▶ **Work instructions**
Nothing but the records themselves, exactly as written and free of pictures, should appear in your response.

[Referring expression data]
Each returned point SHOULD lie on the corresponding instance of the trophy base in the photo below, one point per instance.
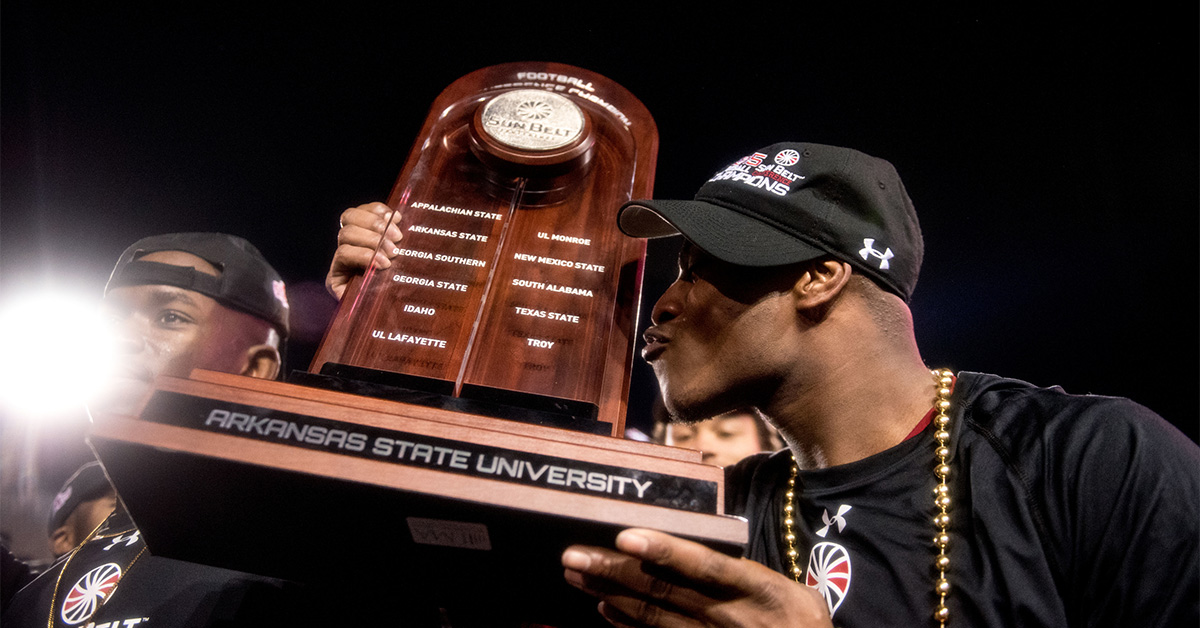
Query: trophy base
(483, 546)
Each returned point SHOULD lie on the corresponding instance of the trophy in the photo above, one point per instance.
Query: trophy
(471, 399)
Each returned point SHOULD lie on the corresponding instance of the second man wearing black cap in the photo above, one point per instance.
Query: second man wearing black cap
(906, 496)
(180, 301)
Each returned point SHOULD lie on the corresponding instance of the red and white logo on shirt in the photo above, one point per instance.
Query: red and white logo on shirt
(90, 592)
(829, 573)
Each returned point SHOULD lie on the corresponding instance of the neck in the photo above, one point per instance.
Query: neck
(855, 406)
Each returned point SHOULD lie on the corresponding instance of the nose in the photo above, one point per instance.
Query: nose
(670, 304)
(127, 336)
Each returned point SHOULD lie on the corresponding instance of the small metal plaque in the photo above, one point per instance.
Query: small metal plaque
(532, 119)
(448, 455)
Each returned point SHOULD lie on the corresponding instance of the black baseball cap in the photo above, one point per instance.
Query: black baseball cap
(87, 483)
(793, 202)
(247, 282)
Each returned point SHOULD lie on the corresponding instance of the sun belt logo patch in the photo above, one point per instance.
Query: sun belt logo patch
(829, 573)
(90, 592)
(787, 157)
(868, 251)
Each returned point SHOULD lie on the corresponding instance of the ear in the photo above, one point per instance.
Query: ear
(262, 362)
(820, 285)
(61, 540)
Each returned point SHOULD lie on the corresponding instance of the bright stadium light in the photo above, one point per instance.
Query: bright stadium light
(55, 351)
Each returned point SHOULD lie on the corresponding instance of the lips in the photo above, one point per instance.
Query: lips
(655, 344)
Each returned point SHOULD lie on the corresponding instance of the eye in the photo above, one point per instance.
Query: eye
(173, 318)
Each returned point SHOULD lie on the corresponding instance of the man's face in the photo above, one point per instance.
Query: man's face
(167, 330)
(717, 335)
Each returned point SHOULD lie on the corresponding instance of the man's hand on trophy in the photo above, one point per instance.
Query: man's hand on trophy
(359, 244)
(655, 579)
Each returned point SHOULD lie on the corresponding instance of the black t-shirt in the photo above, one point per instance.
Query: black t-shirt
(1067, 510)
(113, 581)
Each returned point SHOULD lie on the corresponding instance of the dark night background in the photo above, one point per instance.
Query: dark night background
(1053, 157)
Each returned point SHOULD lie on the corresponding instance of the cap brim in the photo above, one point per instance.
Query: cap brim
(721, 232)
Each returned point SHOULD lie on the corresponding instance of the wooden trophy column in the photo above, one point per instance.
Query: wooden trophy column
(469, 400)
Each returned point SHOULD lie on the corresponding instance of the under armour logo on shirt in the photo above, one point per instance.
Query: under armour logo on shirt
(835, 519)
(127, 539)
(868, 250)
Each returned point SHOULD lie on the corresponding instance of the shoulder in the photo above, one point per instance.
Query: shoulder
(1020, 419)
(753, 479)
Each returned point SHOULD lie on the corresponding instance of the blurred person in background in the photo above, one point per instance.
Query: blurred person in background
(179, 301)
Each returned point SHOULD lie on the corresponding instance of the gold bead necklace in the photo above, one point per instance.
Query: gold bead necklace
(945, 380)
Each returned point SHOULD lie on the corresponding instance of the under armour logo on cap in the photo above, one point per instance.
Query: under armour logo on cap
(868, 250)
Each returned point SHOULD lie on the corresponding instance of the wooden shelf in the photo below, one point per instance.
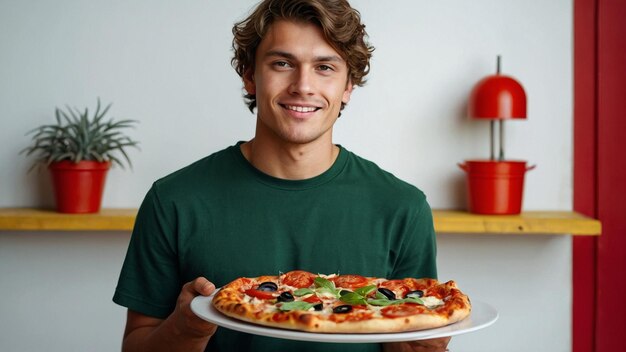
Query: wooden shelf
(446, 221)
(530, 222)
(50, 220)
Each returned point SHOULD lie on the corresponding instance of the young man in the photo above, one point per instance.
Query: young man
(287, 199)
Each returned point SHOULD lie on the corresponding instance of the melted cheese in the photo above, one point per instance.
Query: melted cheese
(431, 302)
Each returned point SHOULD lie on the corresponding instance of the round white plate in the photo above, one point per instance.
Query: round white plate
(482, 316)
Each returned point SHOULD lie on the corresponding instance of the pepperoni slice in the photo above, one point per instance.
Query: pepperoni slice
(350, 281)
(313, 299)
(299, 279)
(401, 310)
(398, 287)
(260, 294)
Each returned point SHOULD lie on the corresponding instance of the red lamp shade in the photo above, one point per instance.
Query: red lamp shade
(497, 97)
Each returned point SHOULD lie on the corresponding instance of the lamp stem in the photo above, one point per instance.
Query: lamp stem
(501, 156)
(492, 139)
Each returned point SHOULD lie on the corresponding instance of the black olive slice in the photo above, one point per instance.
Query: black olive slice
(346, 308)
(416, 293)
(268, 286)
(387, 293)
(285, 297)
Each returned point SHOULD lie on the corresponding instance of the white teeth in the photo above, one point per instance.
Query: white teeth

▶ **Exercise result**
Each returned point SHOULD lie on the corresponding instance of the trophy base in the photo below, one point per instance.
Query: trophy base
(483, 546)
Each returned point SHOULD lie on the corresponding instance of the trophy in the photo above, one point per instance.
Query: trophy
(471, 399)
Each returned point SHOULD lie on the corresponding instance of the second man wearing black cap in the photo above, one point per instance.
Query: second man wearing black cap
(906, 496)
(180, 301)
Each returned point SHOULD lie on the corresponding instance of the red and white logo on shirt in the photo above, one point per instance.
Query: red and white logo on shirt
(90, 592)
(829, 573)
Each returned point SHOULD lie on the corresponding instance of the neck in the photo above, one point per instance.
Query: neck
(855, 406)
Each returned point SHOULD lie on the corresponding instance of the nose in the photo above, one point per instance.
Query: nose
(670, 304)
(127, 336)
Each returned point SHOULD lie on the corresponding instance of the small metal plaque in the photo above, one point per instance.
Query: small metal plaque
(532, 119)
(448, 455)
Each returned point SHOULD lie on the corresponding instance of the black baseball cap in the photo above, one point per instance.
Query: black baseball cap
(87, 483)
(793, 202)
(247, 282)
Each returned point SHOULD lie on the corresponding instance of the sun belt logo patch in the photo above, one point per instance.
Query: sun belt logo patch
(829, 573)
(90, 592)
(787, 157)
(868, 251)
Each returned point SHOULD lie on the corresponding instance of the ear in the photo above, one point per instance.
Query: ear
(262, 362)
(820, 285)
(61, 540)
Each returned point SHOULD lie on the corresponding instance of the bright stadium light in the photo above, one point per instance.
Query: bright stadium light
(55, 351)
Each returned point SHOULD lie on the corresponding instance of the lips in the photo above, one point per instance.
Query: lips
(655, 344)
Each returned point SHOULD lie on the corresponding instance of the eye in the photo above, one point per instance.
Query: eye
(173, 318)
Each returned point SHOULD lie on the corresponding instance of the man's face in the photo above, one point per instance.
Query: man's face
(167, 330)
(717, 335)
Each returned point SHOULD lie on the corresponding instance of the man's hand on trophy in the photo above, one point per instance.
Query: man's hand on trophy
(359, 244)
(655, 579)
Each returned point SHOULD lie on the corresponding instance of the black t-shirt in the photo above, one point per instance.
Query: black t-shirt
(1067, 510)
(113, 581)
Each returned point SHOULD lie on the corresponding instance of the dark night background in the photo above, one point per instance.
Query: dark night background
(1053, 157)
Each returned point SHOULD lie on the corresponding instance of the cap brim in the photo above, one point per instance.
Query: cap brim
(721, 232)
Each returned point SHOULD lie on the corresponding instance of the wooden trophy column in the photo above, one point per instance.
Query: wooden trophy column
(469, 400)
Each returned point SHOULD lie on the corresponding instance of the under armour logo on shirt in the photo above, one point per instance.
Query: under armour logo on shirt
(835, 519)
(127, 539)
(868, 250)
Each returned point SHOULD lie on the corresponding instance of the shoulder in the photo above, one point per instance.
Query: shoulder
(1020, 419)
(753, 479)
Each returned point SHOULD lie on the corresponding instance of the blurred person in background in the photo above, one point per instance.
Query: blurred person in background
(179, 301)
Each returned point SHOULD lie on the corresponding instance of the gold bead necklace in the photo above, one point per instance.
Query: gold bead necklace
(945, 380)
Each returned point SHOULD lie on the corresponding instance of the under armour logo on cap in the photo above, one point per instance.
Query: under armour logo on cap
(868, 250)
Each returned point SHOULD lie on the corresponding instance of the wooden shelf in the photo below, one point per instance.
Query: wooden shelf
(446, 221)
(530, 222)
(50, 220)
Each returned point SHOULD lie on the corresponding instance of the young man in the photo above, one point per instance.
Query: young man
(287, 199)
Each returned point SHOULD lie on the corresponding instance of the melted cheese in the photo above, one point per instance.
Query: melted cheese
(431, 302)
Each returned point SHOULD lie on the corresponding instance of the round white plate in the photo above, one point per instance.
Query: round white plate
(482, 316)
Each returned point SHOULD lie on the corresponding instance of the pepperoni slice in the photo above, one point per instance.
Query: pepperoni slice
(350, 281)
(313, 299)
(299, 279)
(401, 310)
(398, 287)
(260, 294)
Each returned point SHOULD lie on the corresponding instance of the red lamp shade in the photo above, one point per instance.
Query: red lamp shade
(497, 97)
Each returned point SHOULD lie on the corresponding instance of the lamp stem in the photo above, one point per instance.
Query: lamp stem
(501, 156)
(492, 139)
Each returned point SHOULD lie on the corresponding instance of the black olive slice in the photo above, one point per instance.
Query: black olive slice
(346, 308)
(416, 293)
(268, 286)
(387, 293)
(285, 297)
Each returned point SHOULD lie on the corresponding instance of the white teeth in the photo above, one point per instance.
Query: white teeth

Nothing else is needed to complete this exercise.